= Short problem =
Lay out the lines below as a Markdown table with two columns, Row for the row number and Line for the line itself. Leave out any blank lines.

== Data extract ==

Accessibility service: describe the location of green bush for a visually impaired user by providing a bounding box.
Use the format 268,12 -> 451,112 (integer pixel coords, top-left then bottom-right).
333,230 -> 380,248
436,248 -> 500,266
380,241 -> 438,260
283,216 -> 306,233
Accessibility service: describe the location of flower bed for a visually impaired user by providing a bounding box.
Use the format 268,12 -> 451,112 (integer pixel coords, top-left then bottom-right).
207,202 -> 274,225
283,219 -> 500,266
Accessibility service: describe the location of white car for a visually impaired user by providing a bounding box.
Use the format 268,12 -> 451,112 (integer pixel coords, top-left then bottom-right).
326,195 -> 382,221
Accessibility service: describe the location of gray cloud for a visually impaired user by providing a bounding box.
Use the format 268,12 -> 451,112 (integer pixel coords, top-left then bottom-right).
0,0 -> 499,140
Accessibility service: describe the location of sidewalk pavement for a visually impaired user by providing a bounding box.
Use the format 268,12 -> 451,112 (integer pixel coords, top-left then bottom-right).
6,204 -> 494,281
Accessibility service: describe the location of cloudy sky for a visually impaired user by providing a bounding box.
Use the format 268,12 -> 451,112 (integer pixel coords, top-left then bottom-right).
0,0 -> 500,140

===

= Solution to this exercise =
| Row | Line |
|---|---|
| 1 | Accessibility service: describe the location of green bush for a visually impaired user by providing a bounding box. |
| 2 | Use the format 268,12 -> 451,112 (integer pixel coords, top-left then bottom-right). |
| 3 | 333,230 -> 380,248 |
| 4 | 436,248 -> 500,266 |
| 5 | 380,241 -> 438,260 |
| 6 | 283,216 -> 306,233 |
| 7 | Accessibility service: describe the location of flower bed for a visually impaired user by providing a bounding box. |
| 8 | Use the format 268,12 -> 451,112 (integer pixel coords, top-left then bottom-right). |
| 9 | 207,202 -> 274,225 |
| 10 | 283,219 -> 500,266 |
| 11 | Accessibility service: describe the location of white car for a visually impaired user by providing a bounding box. |
| 12 | Use the format 268,12 -> 451,112 (integer pixel coords, top-left then bottom-right). |
| 13 | 326,195 -> 382,221 |
| 14 | Accessibility service: describe the location of gray cloud for a visually impaired user by providing a bounding box. |
| 15 | Use the format 268,12 -> 451,112 (integer pixel coords, top-left then bottom-right). |
| 16 | 0,0 -> 499,140 |
| 17 | Accessibility service: describe the location of sidewalk pavement for a visually impaired user by providing a bounding box. |
| 18 | Use the format 268,12 -> 451,112 (integer pixel coords, top-left then bottom-right). |
| 19 | 6,204 -> 494,281 |
| 20 | Accessibility service: describe the location of cloudy sky for a visually impaired user by providing a bounding box. |
| 21 | Use the format 268,12 -> 451,112 (integer pixel coords, top-left then bottom-right). |
| 22 | 0,0 -> 500,140 |